» GIVEN PROBLEM
Reproduce every line of the records from the one containing "Localize pink ribbon" down to the one containing "181, 157, 377, 300", including both of those lines, without any changes.

>> START SOURCE RECORDS

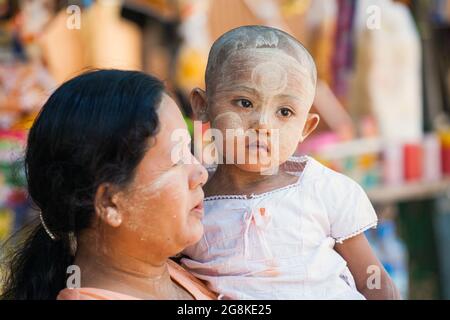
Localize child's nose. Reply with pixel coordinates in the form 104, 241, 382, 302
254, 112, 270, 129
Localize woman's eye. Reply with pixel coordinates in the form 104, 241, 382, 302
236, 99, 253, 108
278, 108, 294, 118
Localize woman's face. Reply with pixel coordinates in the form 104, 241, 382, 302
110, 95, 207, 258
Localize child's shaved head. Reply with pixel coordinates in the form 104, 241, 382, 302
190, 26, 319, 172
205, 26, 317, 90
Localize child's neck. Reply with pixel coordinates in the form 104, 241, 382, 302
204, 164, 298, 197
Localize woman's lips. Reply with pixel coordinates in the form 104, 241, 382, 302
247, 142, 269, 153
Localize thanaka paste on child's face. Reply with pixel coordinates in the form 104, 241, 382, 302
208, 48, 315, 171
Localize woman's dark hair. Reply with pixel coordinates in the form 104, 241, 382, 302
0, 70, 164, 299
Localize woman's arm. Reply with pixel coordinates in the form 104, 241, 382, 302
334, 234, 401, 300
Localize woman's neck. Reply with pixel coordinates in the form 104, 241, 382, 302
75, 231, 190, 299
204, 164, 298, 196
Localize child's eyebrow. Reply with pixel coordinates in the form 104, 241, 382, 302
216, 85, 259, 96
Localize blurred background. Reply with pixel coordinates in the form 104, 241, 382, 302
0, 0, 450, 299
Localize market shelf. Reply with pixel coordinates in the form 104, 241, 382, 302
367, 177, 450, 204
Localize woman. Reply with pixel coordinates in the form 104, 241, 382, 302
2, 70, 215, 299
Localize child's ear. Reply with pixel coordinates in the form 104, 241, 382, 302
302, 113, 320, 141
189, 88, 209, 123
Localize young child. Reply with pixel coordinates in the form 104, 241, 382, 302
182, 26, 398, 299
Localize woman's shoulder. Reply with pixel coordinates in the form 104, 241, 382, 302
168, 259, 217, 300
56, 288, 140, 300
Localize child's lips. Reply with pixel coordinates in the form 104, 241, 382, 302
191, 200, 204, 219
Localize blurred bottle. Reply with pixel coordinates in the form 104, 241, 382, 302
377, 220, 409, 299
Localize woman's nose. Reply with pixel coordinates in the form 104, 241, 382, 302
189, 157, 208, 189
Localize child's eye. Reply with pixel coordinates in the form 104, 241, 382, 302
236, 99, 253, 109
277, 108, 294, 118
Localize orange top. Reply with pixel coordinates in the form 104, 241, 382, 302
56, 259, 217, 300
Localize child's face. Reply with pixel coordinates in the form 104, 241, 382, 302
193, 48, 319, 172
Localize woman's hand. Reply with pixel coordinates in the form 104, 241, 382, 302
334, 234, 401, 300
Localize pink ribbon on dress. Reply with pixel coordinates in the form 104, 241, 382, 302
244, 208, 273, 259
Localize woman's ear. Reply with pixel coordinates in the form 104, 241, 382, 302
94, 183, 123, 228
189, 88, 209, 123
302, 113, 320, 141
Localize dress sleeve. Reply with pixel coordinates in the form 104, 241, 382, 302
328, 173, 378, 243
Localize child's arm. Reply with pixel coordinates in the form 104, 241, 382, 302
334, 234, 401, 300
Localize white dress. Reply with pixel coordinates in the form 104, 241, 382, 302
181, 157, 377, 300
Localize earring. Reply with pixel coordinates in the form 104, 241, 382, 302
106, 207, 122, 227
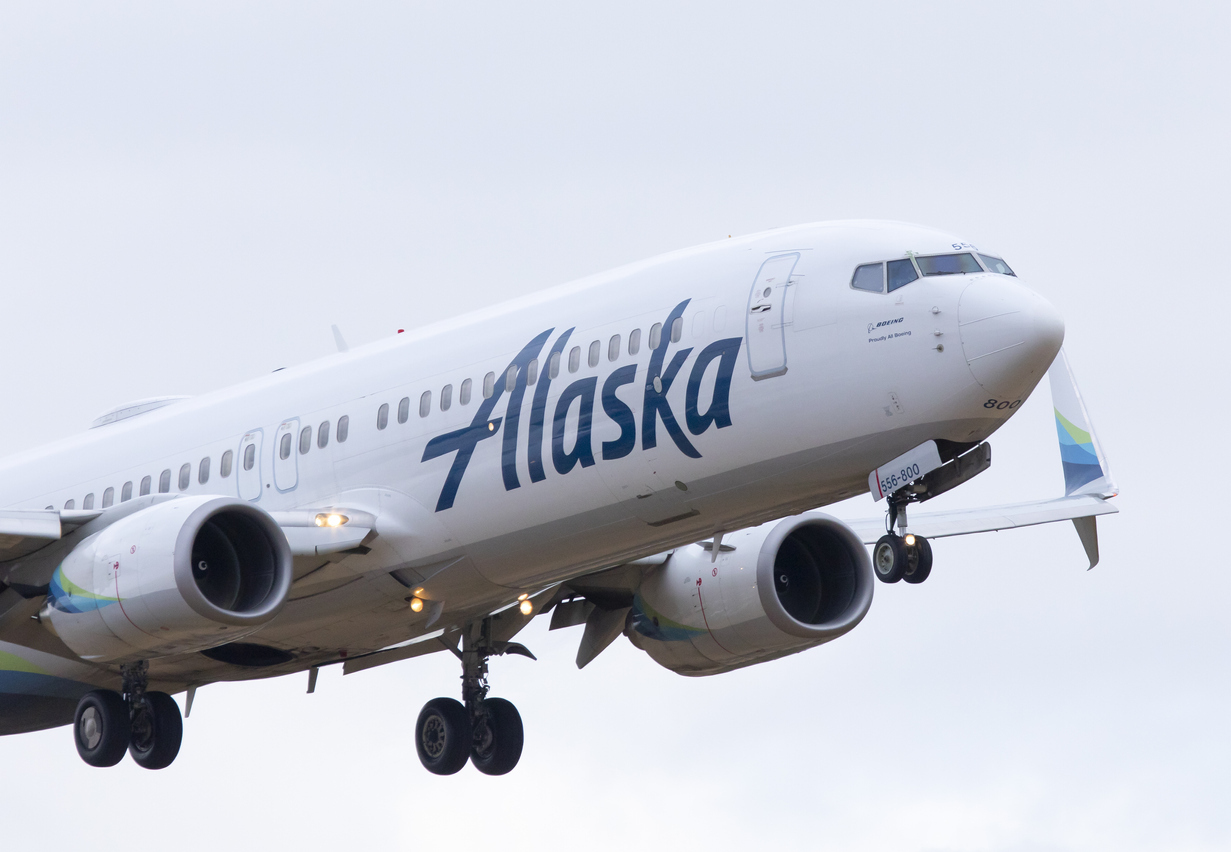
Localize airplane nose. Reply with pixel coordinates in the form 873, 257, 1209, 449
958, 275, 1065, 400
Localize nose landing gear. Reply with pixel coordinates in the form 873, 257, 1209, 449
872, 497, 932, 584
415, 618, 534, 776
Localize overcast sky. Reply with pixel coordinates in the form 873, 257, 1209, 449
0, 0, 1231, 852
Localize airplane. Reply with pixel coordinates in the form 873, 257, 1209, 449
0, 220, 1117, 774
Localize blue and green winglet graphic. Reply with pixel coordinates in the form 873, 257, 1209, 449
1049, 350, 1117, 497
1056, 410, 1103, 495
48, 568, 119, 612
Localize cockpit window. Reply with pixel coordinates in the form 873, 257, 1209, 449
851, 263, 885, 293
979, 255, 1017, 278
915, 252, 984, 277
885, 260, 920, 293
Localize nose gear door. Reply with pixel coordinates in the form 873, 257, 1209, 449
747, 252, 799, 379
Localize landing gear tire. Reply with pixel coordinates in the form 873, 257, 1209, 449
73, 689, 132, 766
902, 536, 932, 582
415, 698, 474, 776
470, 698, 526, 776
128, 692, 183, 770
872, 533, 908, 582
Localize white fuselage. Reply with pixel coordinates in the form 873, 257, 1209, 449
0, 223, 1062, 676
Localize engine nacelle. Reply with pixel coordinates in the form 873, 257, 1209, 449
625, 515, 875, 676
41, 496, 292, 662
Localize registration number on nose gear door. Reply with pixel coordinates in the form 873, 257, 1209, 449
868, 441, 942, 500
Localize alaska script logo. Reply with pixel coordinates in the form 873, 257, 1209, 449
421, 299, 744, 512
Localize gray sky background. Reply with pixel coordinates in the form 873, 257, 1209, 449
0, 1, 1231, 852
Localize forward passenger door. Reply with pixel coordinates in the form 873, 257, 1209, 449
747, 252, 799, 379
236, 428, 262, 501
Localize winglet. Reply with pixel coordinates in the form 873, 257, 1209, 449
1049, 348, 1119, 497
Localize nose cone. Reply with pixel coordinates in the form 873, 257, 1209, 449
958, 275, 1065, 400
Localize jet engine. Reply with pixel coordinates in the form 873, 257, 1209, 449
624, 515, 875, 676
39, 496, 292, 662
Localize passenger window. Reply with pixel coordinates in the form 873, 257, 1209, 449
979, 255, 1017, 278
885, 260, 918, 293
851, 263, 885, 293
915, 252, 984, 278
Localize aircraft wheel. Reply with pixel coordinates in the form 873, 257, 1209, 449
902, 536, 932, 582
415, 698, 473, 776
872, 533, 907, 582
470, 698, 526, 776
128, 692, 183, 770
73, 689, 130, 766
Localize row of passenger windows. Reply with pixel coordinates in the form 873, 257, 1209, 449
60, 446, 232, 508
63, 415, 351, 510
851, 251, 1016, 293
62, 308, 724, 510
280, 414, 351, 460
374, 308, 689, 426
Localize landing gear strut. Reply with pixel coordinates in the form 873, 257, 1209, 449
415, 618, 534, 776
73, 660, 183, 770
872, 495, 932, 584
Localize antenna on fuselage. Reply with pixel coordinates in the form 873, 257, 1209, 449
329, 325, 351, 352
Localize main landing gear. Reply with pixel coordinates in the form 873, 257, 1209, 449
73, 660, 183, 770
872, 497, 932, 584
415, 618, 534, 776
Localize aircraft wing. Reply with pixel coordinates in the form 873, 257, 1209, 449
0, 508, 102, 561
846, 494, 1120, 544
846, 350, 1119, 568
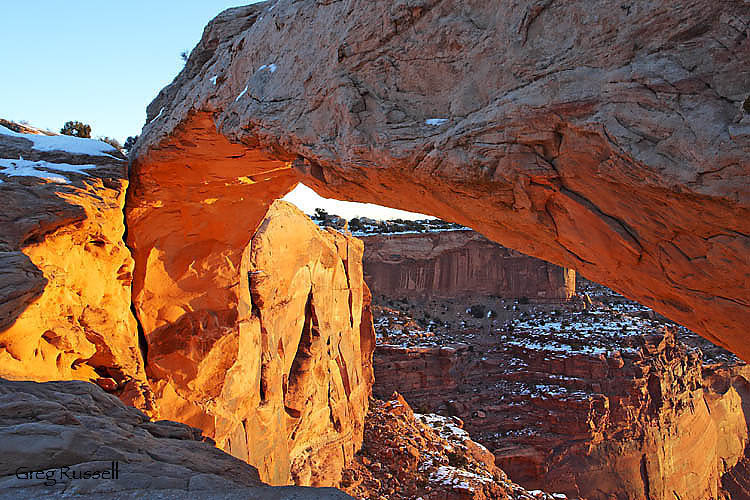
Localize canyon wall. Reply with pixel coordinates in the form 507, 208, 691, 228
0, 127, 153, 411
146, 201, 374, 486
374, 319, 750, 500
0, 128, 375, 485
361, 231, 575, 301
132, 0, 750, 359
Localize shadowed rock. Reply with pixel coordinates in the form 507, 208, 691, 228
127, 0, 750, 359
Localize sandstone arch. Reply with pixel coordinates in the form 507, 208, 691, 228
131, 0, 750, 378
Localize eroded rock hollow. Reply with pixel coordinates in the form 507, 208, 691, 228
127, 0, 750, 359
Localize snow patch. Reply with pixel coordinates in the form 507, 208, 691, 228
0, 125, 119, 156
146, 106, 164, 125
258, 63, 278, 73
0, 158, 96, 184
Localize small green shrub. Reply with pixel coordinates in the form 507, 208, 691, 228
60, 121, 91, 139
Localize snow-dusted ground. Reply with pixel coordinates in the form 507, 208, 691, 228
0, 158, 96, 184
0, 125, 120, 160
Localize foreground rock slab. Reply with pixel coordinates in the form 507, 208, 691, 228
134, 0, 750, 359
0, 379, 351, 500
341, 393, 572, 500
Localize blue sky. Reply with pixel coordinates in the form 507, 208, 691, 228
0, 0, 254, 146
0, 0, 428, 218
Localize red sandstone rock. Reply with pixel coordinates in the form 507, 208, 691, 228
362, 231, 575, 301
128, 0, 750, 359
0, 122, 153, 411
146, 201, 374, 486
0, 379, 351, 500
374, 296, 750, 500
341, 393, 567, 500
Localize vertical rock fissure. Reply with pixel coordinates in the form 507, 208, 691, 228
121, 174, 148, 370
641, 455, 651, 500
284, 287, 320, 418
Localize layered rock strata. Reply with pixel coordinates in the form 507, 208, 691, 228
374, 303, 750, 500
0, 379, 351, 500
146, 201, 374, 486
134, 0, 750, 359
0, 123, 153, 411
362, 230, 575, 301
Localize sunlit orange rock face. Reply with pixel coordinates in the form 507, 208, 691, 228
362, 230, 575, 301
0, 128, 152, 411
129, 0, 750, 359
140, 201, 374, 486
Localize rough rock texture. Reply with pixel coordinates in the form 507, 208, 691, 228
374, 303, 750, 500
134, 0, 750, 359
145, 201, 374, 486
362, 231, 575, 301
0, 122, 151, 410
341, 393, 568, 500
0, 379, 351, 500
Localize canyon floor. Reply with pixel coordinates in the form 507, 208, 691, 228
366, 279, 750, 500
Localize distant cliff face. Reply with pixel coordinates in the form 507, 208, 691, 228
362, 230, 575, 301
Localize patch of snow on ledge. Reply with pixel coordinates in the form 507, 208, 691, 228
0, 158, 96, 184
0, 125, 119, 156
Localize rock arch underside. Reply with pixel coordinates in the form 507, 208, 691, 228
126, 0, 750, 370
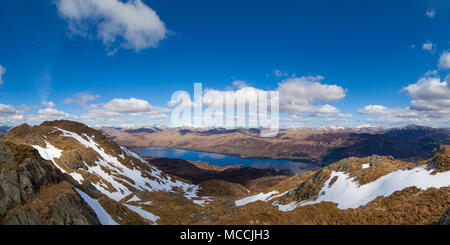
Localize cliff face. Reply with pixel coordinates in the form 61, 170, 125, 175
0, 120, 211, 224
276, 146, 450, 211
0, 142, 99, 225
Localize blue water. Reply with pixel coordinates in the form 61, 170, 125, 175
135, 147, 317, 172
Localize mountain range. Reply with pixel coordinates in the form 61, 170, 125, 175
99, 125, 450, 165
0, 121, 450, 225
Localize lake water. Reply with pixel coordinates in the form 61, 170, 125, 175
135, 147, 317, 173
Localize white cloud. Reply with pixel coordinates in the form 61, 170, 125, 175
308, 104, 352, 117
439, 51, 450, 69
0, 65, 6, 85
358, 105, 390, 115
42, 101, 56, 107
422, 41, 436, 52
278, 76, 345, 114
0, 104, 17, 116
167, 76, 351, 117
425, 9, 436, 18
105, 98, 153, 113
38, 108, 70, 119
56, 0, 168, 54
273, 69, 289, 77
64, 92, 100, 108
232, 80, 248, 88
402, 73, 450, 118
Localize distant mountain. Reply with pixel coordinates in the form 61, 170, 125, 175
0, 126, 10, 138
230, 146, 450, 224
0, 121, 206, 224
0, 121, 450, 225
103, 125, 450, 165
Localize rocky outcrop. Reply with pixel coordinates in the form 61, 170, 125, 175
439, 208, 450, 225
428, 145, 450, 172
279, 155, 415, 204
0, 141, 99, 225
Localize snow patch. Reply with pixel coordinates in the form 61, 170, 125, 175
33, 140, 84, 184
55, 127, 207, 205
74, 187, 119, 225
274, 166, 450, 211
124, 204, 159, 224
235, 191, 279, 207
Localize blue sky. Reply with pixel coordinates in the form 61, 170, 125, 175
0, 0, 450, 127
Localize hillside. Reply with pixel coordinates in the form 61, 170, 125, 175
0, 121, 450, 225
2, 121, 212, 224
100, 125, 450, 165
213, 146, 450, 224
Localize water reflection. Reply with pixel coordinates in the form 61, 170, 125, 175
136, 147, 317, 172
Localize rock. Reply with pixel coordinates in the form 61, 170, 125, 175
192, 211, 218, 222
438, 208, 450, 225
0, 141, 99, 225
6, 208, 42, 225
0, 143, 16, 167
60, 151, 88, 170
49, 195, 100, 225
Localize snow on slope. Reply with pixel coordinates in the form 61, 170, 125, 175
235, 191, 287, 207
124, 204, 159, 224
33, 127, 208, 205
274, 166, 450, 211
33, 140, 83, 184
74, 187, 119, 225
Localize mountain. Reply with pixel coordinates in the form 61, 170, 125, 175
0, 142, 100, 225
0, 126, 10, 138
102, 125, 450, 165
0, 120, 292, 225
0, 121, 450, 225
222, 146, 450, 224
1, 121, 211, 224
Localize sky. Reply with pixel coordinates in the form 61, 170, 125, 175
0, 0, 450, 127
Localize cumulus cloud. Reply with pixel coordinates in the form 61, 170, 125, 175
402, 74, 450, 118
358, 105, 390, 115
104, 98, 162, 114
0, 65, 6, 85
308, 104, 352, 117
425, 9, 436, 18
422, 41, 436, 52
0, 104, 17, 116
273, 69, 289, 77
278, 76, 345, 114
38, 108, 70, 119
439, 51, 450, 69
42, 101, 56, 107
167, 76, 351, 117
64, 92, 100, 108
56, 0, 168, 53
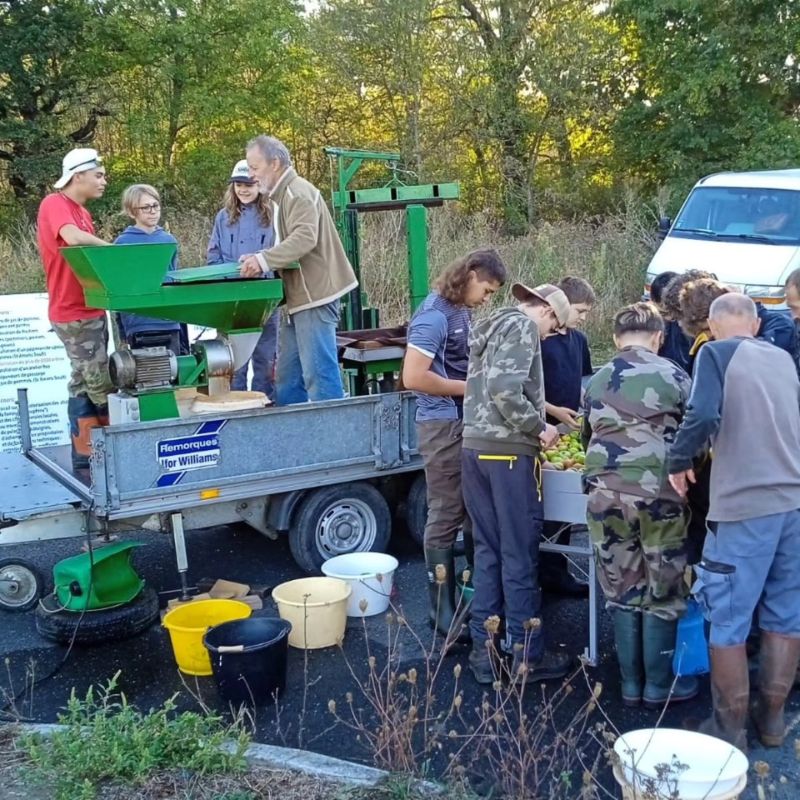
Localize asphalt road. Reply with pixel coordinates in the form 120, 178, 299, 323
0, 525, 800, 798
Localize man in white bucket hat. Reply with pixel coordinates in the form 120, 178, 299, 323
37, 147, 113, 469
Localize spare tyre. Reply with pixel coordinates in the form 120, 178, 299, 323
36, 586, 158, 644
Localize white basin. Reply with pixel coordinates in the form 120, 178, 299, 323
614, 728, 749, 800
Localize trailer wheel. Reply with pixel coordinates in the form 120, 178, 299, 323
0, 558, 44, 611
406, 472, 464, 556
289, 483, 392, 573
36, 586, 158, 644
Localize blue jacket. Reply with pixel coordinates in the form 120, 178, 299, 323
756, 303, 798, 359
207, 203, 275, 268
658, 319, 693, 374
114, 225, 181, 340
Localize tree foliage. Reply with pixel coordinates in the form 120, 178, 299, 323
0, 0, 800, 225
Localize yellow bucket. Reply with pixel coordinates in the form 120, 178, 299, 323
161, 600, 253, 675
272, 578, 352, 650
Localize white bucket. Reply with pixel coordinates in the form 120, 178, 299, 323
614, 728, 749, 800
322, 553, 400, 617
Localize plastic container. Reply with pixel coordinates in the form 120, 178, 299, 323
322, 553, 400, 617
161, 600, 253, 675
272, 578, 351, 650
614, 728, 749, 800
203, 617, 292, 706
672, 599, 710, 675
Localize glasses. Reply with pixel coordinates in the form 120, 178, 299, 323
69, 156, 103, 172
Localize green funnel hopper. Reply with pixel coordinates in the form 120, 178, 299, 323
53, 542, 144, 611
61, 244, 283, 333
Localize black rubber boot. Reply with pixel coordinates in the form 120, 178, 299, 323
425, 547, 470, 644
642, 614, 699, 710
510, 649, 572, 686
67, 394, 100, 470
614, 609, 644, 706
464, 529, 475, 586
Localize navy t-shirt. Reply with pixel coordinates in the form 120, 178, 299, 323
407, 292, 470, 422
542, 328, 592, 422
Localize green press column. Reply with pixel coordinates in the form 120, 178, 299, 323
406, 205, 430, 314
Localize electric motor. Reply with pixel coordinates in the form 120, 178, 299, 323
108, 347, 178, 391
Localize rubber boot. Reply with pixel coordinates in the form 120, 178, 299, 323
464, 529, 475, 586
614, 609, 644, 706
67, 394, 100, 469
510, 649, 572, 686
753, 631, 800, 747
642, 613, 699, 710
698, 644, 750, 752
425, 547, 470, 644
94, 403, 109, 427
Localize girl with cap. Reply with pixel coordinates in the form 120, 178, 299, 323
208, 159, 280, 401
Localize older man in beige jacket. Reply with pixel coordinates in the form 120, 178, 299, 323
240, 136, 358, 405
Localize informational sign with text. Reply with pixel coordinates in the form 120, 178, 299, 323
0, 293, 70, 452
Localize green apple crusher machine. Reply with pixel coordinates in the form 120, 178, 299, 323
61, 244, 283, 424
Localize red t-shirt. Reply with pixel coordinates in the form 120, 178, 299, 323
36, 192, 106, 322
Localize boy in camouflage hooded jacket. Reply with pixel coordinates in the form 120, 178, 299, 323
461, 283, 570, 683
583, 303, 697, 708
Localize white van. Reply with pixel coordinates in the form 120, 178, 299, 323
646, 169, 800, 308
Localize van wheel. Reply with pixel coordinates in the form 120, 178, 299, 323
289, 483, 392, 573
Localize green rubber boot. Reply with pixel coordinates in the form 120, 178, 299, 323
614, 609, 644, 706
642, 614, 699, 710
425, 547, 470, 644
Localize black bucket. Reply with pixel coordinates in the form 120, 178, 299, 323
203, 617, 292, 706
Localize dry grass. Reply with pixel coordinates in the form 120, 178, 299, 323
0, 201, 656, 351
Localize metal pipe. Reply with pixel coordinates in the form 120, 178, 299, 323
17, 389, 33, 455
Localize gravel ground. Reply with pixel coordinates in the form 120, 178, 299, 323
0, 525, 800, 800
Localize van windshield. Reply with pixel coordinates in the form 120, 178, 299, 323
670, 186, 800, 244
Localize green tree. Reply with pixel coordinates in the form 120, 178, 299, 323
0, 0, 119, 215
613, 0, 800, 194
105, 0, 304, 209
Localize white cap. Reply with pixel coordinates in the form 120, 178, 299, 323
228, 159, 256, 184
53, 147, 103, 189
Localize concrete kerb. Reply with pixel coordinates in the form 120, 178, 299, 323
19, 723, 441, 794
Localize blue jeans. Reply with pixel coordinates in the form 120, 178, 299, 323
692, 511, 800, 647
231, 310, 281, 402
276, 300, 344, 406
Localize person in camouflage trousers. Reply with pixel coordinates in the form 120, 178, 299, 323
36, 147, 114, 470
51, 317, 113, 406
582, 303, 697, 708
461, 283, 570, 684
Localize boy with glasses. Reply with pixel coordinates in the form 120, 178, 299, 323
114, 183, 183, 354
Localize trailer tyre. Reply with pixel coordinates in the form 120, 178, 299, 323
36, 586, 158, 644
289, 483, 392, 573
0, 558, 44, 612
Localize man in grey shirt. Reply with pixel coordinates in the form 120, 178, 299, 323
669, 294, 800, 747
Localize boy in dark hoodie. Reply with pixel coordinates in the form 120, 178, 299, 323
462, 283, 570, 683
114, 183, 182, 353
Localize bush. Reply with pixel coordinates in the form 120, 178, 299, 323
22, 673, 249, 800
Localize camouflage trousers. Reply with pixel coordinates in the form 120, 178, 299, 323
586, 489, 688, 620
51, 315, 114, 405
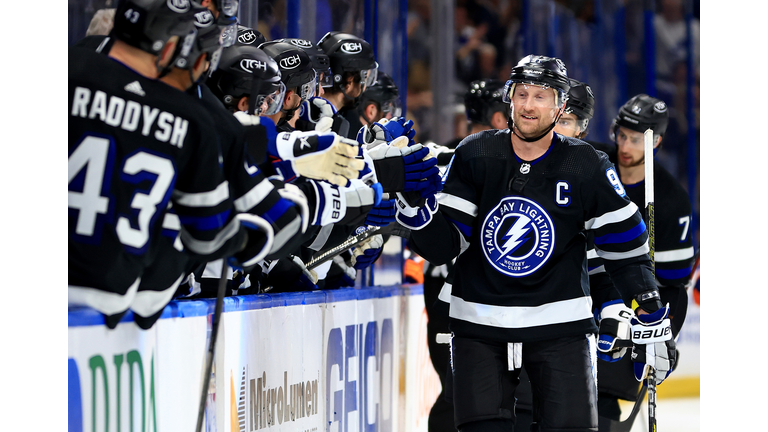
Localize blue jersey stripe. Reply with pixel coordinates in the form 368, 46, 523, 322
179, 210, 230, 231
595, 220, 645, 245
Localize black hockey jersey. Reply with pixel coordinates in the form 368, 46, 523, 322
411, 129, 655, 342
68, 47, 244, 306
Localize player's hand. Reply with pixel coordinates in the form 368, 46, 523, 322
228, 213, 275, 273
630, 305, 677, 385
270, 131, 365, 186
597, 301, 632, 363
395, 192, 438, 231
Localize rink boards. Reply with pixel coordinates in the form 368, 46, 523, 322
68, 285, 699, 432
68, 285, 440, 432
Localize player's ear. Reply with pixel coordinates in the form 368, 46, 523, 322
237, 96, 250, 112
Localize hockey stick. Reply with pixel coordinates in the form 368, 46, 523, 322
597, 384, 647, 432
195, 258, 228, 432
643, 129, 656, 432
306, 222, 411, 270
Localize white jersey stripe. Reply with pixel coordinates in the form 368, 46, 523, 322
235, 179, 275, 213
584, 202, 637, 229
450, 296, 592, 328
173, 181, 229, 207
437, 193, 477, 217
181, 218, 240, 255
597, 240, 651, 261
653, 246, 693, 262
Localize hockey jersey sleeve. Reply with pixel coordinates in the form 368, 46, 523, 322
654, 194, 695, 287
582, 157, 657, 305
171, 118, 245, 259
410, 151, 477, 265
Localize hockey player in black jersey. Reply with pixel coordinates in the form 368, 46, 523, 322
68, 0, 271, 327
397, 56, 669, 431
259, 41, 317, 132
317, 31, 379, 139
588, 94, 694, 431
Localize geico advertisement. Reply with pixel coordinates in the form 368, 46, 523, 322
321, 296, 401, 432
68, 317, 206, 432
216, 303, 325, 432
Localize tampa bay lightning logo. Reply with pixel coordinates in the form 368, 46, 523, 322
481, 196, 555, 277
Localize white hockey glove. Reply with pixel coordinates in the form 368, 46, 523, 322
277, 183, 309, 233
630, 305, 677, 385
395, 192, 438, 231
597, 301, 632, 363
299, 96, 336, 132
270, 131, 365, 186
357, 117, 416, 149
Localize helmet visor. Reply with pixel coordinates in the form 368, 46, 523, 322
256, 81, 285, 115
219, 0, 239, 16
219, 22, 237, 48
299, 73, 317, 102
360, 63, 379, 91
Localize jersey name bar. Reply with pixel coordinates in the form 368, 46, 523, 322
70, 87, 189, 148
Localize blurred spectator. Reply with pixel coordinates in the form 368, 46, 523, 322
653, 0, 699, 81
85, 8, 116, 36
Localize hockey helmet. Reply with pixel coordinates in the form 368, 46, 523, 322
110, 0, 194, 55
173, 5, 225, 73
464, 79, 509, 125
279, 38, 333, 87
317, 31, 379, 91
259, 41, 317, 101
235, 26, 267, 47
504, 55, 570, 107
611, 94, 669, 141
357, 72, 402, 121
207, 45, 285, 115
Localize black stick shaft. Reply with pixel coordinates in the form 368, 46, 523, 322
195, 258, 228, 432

>> END SOURCE RECORDS

» SOLUTION TO THIS EXERCISE
Localize pink ribbon on dress. Reply with pixel coordinates in the form 104, 241, 382, 302
244, 208, 273, 259
Localize woman's ear. Reply with pixel coordinates in the form 104, 241, 382, 302
94, 183, 123, 228
189, 88, 209, 123
302, 113, 320, 141
Localize dress sleeve. Reply with pixel coordinates in the form 104, 241, 382, 302
328, 173, 378, 243
Localize child's arm. Reply with pixel coordinates in the form 104, 241, 382, 302
334, 234, 401, 300
Localize white dress. Reply with pixel coordinates in the form 104, 241, 382, 302
181, 157, 377, 300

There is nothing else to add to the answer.